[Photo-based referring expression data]

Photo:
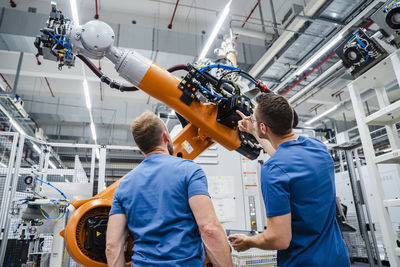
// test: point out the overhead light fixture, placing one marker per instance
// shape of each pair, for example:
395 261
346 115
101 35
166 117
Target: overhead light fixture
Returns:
320 53
37 149
323 114
215 31
12 121
74 11
16 126
93 129
87 95
52 164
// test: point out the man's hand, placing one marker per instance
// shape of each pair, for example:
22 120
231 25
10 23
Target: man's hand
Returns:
246 125
239 242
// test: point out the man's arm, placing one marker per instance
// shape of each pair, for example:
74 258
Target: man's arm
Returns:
212 233
277 236
117 233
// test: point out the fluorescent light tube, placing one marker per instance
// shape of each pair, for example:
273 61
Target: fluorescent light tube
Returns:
93 129
87 96
16 126
74 11
319 54
97 153
322 114
37 149
52 164
215 31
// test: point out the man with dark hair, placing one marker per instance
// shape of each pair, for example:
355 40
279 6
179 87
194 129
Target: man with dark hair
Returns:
164 203
298 187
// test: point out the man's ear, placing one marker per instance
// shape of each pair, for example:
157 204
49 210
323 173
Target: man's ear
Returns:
264 128
165 137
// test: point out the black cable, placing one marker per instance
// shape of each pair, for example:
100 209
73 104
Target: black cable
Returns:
230 72
181 119
104 78
224 58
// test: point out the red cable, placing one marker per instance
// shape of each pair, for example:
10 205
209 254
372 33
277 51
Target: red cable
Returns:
251 13
48 84
319 65
173 15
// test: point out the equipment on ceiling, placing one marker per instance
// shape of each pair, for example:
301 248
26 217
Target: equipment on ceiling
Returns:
388 19
360 52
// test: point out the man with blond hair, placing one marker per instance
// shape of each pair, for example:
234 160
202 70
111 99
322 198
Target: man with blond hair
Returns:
165 204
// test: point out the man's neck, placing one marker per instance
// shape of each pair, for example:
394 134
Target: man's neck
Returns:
158 150
276 141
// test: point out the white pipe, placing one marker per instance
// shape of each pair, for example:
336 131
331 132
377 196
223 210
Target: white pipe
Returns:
317 80
252 34
312 7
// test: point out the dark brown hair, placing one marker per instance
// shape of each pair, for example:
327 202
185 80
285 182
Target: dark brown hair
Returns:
275 112
146 131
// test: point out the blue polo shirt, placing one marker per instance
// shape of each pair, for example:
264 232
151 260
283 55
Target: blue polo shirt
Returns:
154 197
299 179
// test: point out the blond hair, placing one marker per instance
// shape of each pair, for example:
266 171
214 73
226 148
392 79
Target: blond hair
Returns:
147 130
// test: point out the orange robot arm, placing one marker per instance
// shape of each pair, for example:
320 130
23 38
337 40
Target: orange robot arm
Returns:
212 117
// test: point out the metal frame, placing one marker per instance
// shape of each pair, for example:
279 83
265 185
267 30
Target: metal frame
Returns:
378 77
11 196
8 177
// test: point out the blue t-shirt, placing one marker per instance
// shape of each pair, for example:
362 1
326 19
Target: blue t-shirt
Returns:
299 179
155 198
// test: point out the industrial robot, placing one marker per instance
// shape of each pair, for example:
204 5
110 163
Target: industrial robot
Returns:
206 101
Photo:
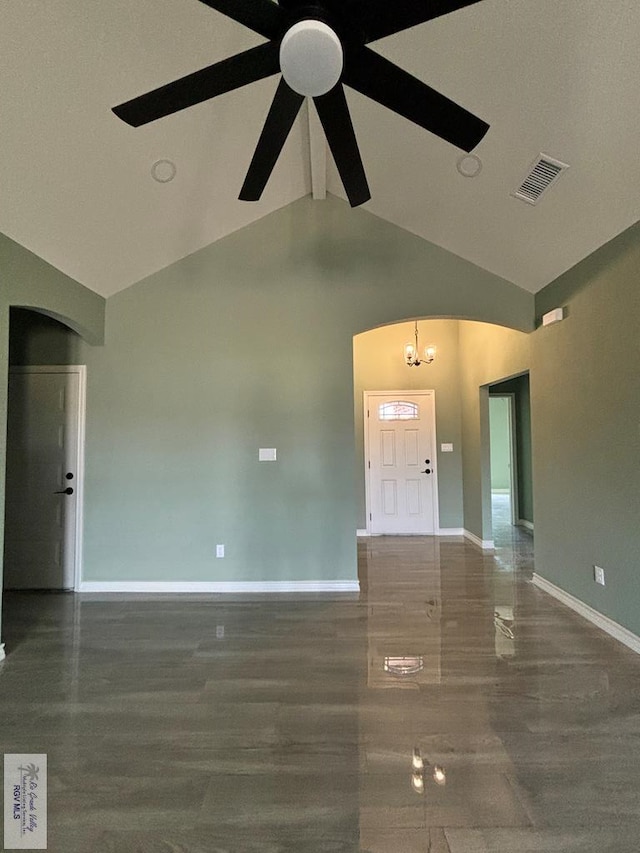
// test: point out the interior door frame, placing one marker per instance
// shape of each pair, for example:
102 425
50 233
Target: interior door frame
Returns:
81 371
367 470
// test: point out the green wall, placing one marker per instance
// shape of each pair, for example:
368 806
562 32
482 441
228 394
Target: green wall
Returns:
28 281
247 344
519 387
499 441
585 401
35 338
488 354
379 366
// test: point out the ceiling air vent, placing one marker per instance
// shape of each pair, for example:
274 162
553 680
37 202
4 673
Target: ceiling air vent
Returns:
544 172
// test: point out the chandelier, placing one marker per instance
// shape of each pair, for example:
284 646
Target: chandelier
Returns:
411 352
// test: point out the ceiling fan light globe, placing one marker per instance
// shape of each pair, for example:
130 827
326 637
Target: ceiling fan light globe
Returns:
311 58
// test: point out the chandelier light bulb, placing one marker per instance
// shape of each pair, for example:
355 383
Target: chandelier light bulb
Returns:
411 351
439 776
416 762
417 783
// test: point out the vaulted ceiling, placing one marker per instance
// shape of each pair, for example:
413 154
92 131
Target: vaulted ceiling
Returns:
553 76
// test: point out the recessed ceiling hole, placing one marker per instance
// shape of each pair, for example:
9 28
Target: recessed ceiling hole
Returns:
163 171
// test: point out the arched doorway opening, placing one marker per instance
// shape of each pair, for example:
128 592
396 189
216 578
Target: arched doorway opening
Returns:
470 357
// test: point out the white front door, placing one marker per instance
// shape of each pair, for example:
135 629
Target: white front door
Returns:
401 462
43 477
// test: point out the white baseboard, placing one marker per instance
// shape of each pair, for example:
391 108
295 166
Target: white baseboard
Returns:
614 629
485 544
176 587
442 531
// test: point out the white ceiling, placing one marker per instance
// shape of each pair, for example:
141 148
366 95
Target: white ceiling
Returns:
554 76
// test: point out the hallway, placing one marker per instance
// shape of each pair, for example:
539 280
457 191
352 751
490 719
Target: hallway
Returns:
330 723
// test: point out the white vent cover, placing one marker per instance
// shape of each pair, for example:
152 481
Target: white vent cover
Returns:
544 172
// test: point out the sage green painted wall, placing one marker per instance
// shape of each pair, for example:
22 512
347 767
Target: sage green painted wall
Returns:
248 343
379 366
519 387
488 354
585 399
35 338
499 440
28 281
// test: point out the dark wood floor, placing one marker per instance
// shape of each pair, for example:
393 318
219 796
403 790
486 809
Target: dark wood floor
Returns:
284 723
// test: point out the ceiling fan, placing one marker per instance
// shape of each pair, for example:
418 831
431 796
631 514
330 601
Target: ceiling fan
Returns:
319 45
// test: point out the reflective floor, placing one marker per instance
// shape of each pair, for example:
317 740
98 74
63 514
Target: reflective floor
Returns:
451 708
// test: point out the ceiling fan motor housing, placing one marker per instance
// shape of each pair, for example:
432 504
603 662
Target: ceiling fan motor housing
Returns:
311 58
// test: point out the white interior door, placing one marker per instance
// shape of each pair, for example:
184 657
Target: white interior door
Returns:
43 461
401 463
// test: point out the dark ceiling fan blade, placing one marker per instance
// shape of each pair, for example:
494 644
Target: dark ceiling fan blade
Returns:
379 18
338 128
381 80
282 114
231 73
261 16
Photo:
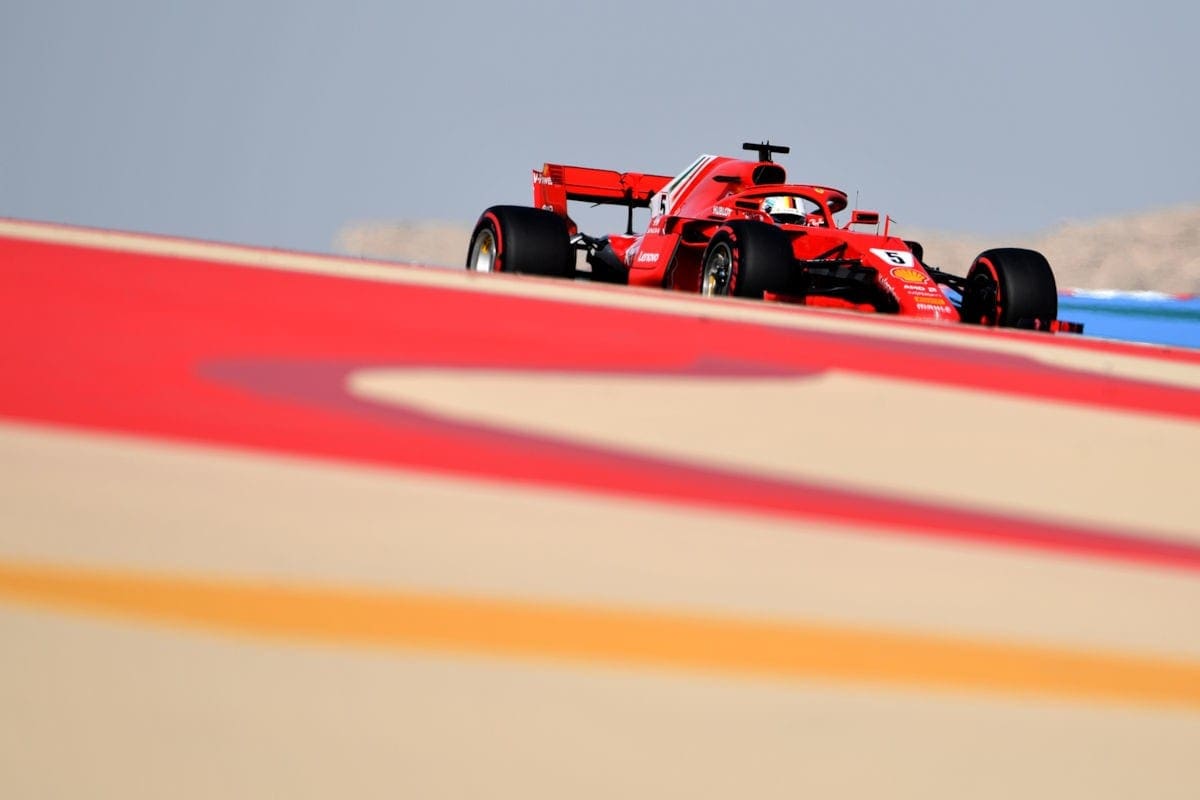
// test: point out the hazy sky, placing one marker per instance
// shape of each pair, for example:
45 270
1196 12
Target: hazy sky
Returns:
277 122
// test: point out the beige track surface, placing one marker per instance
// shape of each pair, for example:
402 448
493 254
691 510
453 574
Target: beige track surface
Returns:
185 620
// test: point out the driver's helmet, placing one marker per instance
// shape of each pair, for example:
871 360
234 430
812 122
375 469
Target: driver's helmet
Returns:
785 209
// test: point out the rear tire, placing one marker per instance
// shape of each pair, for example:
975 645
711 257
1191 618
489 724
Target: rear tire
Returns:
521 239
747 259
1008 287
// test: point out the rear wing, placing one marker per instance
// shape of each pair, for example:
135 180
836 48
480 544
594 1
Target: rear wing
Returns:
553 185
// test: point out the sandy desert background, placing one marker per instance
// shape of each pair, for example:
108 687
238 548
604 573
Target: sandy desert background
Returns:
1156 250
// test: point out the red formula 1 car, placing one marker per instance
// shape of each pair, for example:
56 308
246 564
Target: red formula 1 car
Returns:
731 227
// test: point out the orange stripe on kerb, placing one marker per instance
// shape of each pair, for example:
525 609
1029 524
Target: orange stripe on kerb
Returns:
747 648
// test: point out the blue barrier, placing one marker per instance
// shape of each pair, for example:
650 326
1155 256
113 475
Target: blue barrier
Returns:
1149 317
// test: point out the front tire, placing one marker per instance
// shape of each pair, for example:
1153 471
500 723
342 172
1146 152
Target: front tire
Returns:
1009 287
521 239
747 259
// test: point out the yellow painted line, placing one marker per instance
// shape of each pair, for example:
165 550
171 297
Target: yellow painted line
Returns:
514 629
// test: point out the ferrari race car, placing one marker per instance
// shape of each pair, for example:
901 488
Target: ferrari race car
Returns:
736 227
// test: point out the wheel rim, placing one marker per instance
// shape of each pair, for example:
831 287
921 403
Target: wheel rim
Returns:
985 284
718 268
483 252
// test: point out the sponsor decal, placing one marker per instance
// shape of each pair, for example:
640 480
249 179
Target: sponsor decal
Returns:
909 275
936 302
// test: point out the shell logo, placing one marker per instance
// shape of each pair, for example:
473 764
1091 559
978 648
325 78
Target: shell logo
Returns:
909 275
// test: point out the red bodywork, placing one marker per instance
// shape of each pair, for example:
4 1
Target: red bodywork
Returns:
689 209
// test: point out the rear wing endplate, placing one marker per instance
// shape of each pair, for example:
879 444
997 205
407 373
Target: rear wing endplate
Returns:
553 185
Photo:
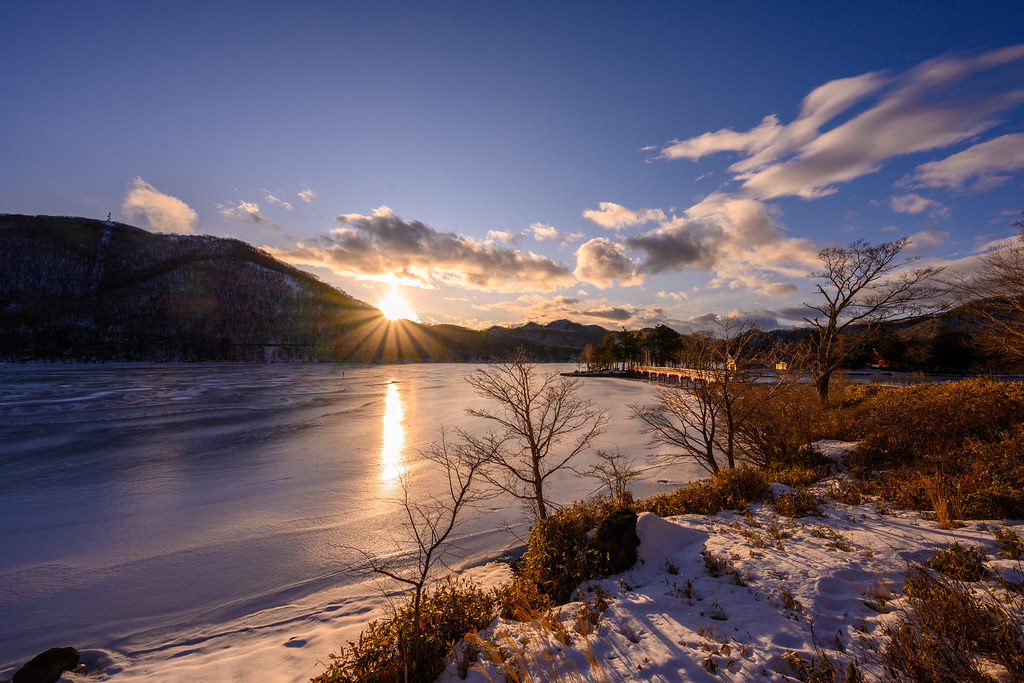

Requirement - When copying from the data above, begin at the line containing "Target: man's neck" and end at the line containing "chandelier, placing one marker per instance"; return those lines exactly and leave all pictures behind.

Exercise output -
Target: man's neck
Returns:
158 150
276 141
// test: point out the white pipe, placing one marker per instance
// shape of each pair, for example:
336 131
331 132
377 196
223 210
Target: white pipe
Returns:
317 80
252 34
312 7
// test: point out the dark brown hair, placing one marker per instance
// shape of each pair, for example:
327 202
185 80
285 182
Target: dark brown hair
Returns:
275 112
146 131
// test: point out the blue polo shirt, placing one marker per instance
// shape of each pair, for example:
264 232
151 260
283 55
Target: blue polo shirt
Returns:
154 197
299 179
// test: point out the blond hair, placing one marker per instance
// shape of each pair, for example:
266 171
214 73
226 148
392 79
Target: blond hair
Returns:
147 130
// test: point out the orange robot arm, placing one marker per instance
// shape of each pair, for example:
320 130
23 38
337 40
Target: orange robot arm
Returns:
212 117
// test: point out the metal frame, placing one marker per instance
// shape of each pair, for example:
279 83
265 185
267 30
Target: metal frame
Returns:
378 77
11 196
8 177
// test: point out the blue t-shirt, placing one marker per instance
// shape of each pair, for example:
362 1
326 19
Target: blue t-shirt
Returns:
299 179
155 198
// test: point out the industrial robot, placing one marker per instance
// shape of each pair, for example:
204 5
110 163
Target: industrial robot
Returns:
206 101
Photo:
// test: point out the interior door frame, placing one marker per instance
// shape of each pair, for example:
102 425
50 233
Target: interior door frame
Returns:
81 371
367 470
// test: point out the green wall, placing one marker per instance
// shape of each pair, for example:
368 806
562 32
482 441
228 394
Target: green wall
Returns:
28 281
247 344
519 387
499 441
585 401
35 338
488 354
379 366
// test: point out the ceiling air vent, placing one marker per instance
// shape of each pair, for example:
274 162
553 680
37 202
4 673
Target: ceiling air vent
Returns:
544 172
// test: point out the chandelier, placing one marker per instance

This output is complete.